| What you should do |
List every line of the items below that contains the word "hand".

| Raw records |

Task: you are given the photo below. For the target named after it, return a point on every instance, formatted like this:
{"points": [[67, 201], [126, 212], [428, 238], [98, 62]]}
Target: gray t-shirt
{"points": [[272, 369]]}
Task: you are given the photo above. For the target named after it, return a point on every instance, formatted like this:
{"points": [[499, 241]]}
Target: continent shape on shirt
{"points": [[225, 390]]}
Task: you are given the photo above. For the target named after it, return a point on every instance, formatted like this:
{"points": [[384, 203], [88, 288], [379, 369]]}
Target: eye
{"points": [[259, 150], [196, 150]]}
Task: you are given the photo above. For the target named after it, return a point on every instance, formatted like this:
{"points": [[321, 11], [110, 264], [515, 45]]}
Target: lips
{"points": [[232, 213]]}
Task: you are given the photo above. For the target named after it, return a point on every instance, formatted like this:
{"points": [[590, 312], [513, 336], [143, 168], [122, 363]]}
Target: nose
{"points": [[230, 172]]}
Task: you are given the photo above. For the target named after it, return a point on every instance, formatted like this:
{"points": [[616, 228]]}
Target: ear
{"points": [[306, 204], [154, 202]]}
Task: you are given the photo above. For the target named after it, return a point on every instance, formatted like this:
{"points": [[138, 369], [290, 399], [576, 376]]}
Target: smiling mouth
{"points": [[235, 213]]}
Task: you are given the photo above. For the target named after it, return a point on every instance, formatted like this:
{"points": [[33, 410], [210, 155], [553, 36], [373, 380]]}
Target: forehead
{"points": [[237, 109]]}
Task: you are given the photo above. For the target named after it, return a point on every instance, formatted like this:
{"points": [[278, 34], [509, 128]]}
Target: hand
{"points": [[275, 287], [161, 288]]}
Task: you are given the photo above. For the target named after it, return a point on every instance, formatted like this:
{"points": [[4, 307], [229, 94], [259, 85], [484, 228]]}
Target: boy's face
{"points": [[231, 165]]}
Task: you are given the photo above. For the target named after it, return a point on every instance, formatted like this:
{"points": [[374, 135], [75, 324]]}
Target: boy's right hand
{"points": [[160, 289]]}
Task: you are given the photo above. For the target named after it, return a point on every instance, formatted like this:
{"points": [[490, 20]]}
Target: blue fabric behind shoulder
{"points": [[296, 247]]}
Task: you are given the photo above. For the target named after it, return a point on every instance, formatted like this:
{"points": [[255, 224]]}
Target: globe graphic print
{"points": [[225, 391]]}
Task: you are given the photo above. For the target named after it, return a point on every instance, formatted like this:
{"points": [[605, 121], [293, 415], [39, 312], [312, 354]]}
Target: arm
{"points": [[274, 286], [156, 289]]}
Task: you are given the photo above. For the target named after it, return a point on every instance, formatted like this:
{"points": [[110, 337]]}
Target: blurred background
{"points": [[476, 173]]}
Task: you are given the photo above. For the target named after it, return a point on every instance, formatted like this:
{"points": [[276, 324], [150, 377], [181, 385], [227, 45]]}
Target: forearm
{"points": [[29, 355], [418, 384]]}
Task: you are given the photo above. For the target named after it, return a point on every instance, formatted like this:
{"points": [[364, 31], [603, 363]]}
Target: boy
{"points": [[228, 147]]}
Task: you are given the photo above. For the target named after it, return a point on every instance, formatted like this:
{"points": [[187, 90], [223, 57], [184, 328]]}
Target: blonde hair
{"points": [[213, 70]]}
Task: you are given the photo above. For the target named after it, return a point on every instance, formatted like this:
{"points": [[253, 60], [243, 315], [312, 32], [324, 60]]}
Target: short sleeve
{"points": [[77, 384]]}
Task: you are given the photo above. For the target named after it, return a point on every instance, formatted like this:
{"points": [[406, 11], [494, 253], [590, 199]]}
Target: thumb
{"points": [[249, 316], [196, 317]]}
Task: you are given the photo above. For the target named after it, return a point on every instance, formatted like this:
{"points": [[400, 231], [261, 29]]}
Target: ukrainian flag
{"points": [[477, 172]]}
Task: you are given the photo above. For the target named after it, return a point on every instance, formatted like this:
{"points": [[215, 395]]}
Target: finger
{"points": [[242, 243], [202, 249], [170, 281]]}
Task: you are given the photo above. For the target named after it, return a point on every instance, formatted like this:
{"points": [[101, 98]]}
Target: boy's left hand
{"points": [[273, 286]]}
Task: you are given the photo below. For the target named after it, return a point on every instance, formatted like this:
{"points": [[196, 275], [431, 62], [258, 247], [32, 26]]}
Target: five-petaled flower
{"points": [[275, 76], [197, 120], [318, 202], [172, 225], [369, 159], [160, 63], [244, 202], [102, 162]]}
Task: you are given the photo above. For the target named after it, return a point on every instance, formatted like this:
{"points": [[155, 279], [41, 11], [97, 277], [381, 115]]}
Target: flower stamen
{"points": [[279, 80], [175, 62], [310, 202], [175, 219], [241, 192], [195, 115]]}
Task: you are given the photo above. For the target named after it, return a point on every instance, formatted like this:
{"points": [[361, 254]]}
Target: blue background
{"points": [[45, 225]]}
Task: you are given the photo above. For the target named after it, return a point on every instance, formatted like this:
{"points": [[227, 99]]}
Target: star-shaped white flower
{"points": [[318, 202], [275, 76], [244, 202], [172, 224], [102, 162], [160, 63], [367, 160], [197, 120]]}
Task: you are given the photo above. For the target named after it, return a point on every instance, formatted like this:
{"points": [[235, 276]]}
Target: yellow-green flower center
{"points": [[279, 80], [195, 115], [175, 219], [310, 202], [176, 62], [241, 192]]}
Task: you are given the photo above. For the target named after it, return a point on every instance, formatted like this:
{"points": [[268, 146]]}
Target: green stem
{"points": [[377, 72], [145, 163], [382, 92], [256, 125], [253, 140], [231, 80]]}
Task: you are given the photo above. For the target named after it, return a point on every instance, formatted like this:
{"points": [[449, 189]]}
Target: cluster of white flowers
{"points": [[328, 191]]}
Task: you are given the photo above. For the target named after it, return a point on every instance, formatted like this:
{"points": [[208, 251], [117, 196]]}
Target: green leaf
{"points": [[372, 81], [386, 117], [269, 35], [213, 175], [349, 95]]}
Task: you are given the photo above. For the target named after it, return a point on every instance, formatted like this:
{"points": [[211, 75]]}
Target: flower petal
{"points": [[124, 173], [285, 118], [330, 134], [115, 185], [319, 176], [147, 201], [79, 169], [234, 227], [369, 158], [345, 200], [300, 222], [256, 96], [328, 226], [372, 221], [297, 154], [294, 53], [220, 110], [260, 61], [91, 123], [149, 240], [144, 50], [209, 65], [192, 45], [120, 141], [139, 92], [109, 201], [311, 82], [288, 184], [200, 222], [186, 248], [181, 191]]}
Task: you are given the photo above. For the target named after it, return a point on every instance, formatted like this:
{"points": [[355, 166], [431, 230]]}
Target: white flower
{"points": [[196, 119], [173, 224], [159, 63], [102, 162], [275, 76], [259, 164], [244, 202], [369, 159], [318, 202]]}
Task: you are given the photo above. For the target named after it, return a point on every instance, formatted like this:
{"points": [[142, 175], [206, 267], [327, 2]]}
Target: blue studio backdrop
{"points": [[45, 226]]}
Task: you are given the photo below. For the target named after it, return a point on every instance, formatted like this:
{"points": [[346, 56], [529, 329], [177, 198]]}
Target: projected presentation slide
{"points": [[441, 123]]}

| The completed task |
Target: hand
Target: boy's right hand
Target: boy's left hand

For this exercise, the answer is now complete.